Increasingly, ethics and data science are topics in the same conversation—around the water cooler, in the board room, in the university classroom, around the dinner table, and on a leisurely evening walk through the neighborhood.

According to some in the data analytics field – it’s about time! They’ve been beating the data science ethic’s drum for years. Data scientist Mark Madsen is one of them. A long-time programmer and data cruncher, he began fielding requests from colleges and universities concerning their data-science curriculum. A consensus was reached that courses such as mathematics, statistics, and computing were crucial. But when he mentioned including subjects like history of science, philosophy, or communication, the conversations often fell off.

Madsen expressed his frustration in a December 2018 tweet

A half dozen universities asked me for help designing a data science curriculum at the time it was heating up. When I would suggest adding subjects like critical thinking, philosophy, history of science, communication, visual design, or anthropology, they would stop talking to me.”

But the tide may be turning.

Following recent data breaches and privacy scandals, universities including Cornell, Harvard, and Stanford have incorporated ethics courses into their degree programs.

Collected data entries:
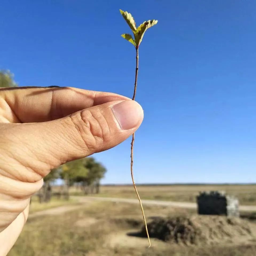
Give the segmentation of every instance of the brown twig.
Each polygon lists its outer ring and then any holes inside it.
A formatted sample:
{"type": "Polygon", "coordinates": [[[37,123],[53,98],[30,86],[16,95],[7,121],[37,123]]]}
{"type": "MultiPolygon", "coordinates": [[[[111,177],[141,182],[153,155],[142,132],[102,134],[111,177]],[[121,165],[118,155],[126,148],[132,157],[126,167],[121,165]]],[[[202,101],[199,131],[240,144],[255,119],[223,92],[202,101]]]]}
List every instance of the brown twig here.
{"type": "MultiPolygon", "coordinates": [[[[134,91],[133,92],[133,97],[132,97],[132,100],[134,100],[135,99],[135,96],[136,95],[136,90],[137,88],[137,79],[138,77],[138,71],[139,70],[139,48],[137,47],[136,48],[136,69],[135,71],[135,82],[134,83],[134,91]]],[[[134,182],[134,179],[133,176],[133,171],[132,170],[132,166],[133,165],[133,145],[134,143],[134,133],[132,135],[132,143],[131,143],[131,172],[132,176],[132,184],[133,184],[133,187],[135,190],[136,195],[138,199],[139,199],[140,205],[140,208],[141,208],[141,211],[142,212],[142,215],[143,215],[143,218],[144,219],[144,222],[145,223],[145,226],[146,227],[146,232],[148,236],[148,243],[149,244],[149,247],[151,246],[150,243],[150,239],[149,238],[149,235],[148,234],[148,227],[147,226],[147,222],[146,221],[146,218],[145,217],[145,215],[144,213],[144,210],[143,210],[143,206],[141,202],[141,200],[139,195],[139,193],[136,188],[135,182],[134,182]]]]}

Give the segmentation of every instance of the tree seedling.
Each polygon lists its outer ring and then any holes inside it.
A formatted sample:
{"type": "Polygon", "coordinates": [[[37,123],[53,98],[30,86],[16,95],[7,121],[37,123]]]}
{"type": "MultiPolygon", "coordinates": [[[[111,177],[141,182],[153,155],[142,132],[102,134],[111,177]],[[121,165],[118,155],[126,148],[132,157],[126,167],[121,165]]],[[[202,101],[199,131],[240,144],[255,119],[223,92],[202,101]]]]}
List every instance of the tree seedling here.
{"type": "MultiPolygon", "coordinates": [[[[132,97],[132,100],[134,100],[135,99],[135,96],[136,94],[136,89],[137,87],[137,80],[138,78],[138,71],[139,70],[139,48],[142,40],[142,38],[144,36],[144,34],[146,31],[148,29],[152,27],[155,25],[157,22],[157,21],[154,19],[151,20],[148,20],[147,21],[144,21],[142,24],[140,25],[137,27],[136,27],[135,21],[133,17],[132,16],[131,13],[129,13],[127,11],[124,11],[122,10],[120,10],[120,12],[125,21],[127,22],[129,26],[132,30],[132,33],[134,36],[134,39],[132,36],[129,34],[123,34],[121,35],[121,36],[126,39],[127,41],[130,42],[135,47],[136,49],[136,69],[135,70],[135,81],[134,82],[134,89],[133,91],[133,96],[132,97]]],[[[140,207],[143,215],[143,218],[144,219],[145,223],[145,227],[146,228],[146,231],[147,232],[147,235],[148,236],[148,243],[149,244],[149,247],[150,247],[151,244],[150,243],[150,240],[149,238],[149,235],[148,234],[148,228],[147,226],[147,222],[146,221],[146,218],[145,217],[145,215],[144,213],[144,210],[143,209],[143,207],[141,202],[141,200],[139,195],[139,193],[136,188],[136,185],[134,182],[134,179],[133,178],[133,172],[132,170],[132,166],[133,164],[133,146],[134,143],[134,133],[132,135],[132,143],[131,143],[131,175],[132,176],[132,184],[133,187],[135,190],[137,197],[139,199],[140,205],[140,207]]]]}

● **PROBLEM TO WORK ON**
Return the passage of the data science ethics text from "A half dozen" to "may be turning.", copied word for word. None of the data is required here.

● **EXERCISE SOLUTION**
A half dozen universities asked me for help designing a data science curriculum at the time it was heating up. When I would suggest adding subjects like critical thinking, philosophy, history of science, communication, visual design, or anthropology, they would stop talking to me.”

But the tide may be turning.